▶ _PROBLEM DETAILS_
Exactly how many lines in this data contain the word "curled"? Only the number should be given.

▶ _STORED DATA_
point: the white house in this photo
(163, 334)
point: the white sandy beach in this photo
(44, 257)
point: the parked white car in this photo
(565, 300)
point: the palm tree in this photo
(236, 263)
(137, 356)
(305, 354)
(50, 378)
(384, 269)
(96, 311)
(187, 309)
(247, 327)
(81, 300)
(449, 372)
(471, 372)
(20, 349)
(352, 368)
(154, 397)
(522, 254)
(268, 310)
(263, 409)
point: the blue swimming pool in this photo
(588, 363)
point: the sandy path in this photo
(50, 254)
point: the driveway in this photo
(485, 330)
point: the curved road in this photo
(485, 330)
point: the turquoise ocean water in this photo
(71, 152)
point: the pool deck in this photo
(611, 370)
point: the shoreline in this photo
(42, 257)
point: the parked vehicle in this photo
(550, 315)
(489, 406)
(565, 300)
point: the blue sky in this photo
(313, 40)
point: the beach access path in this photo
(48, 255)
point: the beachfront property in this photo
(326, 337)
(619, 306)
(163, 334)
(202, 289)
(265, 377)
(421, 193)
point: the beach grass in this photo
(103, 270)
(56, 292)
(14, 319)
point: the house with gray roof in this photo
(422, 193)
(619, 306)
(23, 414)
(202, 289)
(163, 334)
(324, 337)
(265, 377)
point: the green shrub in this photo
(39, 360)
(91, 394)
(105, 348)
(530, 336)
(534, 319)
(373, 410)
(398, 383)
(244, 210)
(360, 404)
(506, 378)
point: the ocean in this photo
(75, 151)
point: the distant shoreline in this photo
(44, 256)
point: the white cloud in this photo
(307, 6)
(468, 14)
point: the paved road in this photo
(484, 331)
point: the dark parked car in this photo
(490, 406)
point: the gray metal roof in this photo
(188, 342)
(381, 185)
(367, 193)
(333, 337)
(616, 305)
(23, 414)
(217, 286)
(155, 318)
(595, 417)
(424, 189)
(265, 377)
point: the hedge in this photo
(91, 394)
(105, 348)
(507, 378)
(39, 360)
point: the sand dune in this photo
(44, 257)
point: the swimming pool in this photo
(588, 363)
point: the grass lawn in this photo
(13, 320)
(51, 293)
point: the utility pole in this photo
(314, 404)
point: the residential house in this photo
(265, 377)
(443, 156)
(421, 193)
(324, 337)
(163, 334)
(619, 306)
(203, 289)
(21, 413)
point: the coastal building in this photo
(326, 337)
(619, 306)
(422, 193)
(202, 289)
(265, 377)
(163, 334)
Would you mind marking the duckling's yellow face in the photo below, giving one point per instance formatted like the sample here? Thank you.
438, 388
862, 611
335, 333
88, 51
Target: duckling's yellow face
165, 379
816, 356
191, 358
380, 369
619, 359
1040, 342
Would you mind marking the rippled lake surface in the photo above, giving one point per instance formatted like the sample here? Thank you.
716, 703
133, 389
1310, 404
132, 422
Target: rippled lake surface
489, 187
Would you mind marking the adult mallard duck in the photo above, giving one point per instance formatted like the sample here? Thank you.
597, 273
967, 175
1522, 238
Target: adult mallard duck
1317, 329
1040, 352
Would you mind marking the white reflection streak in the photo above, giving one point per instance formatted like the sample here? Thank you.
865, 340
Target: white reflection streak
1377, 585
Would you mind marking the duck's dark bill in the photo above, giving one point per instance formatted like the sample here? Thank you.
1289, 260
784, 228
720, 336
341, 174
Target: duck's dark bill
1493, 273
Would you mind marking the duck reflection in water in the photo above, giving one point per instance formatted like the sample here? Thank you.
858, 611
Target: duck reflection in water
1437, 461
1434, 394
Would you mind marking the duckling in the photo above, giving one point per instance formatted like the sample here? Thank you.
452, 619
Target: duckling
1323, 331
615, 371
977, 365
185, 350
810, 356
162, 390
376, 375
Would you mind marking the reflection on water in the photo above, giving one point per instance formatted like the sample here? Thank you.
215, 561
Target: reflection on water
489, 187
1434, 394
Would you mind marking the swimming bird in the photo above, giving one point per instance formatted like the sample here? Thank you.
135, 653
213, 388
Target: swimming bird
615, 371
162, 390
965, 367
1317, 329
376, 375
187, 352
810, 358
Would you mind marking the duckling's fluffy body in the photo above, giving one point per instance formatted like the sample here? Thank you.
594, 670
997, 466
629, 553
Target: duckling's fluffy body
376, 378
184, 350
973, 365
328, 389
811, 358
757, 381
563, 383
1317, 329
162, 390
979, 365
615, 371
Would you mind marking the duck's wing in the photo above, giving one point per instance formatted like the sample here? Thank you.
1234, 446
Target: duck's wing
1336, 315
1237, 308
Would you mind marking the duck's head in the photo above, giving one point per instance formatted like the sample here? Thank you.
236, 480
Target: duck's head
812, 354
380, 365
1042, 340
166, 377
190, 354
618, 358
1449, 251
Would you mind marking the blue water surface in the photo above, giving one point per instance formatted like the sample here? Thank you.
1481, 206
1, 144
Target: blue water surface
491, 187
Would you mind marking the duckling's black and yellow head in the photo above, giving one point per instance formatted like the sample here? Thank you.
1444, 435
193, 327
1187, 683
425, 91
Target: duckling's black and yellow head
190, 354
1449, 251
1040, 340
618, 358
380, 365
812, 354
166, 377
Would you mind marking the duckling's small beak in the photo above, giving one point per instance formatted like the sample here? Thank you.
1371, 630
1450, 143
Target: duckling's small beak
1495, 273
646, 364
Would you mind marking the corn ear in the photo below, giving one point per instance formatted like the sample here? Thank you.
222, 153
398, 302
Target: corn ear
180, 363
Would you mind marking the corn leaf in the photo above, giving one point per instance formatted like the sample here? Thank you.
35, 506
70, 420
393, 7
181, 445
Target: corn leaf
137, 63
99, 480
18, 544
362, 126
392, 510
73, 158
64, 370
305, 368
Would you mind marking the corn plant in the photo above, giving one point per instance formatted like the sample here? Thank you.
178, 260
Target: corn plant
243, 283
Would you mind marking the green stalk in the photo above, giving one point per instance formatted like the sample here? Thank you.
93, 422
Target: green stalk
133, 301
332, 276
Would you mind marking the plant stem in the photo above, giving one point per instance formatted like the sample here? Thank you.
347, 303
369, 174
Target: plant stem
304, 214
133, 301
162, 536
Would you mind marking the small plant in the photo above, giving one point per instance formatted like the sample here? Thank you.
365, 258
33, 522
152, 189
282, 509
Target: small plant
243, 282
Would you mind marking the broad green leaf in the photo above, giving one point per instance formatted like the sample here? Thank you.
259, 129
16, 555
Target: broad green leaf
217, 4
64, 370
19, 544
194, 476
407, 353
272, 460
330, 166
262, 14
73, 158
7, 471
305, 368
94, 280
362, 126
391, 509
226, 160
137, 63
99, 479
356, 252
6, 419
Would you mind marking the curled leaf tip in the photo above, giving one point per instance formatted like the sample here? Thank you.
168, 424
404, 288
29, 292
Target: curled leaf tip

▶ _WRITTEN RESPONSE_
2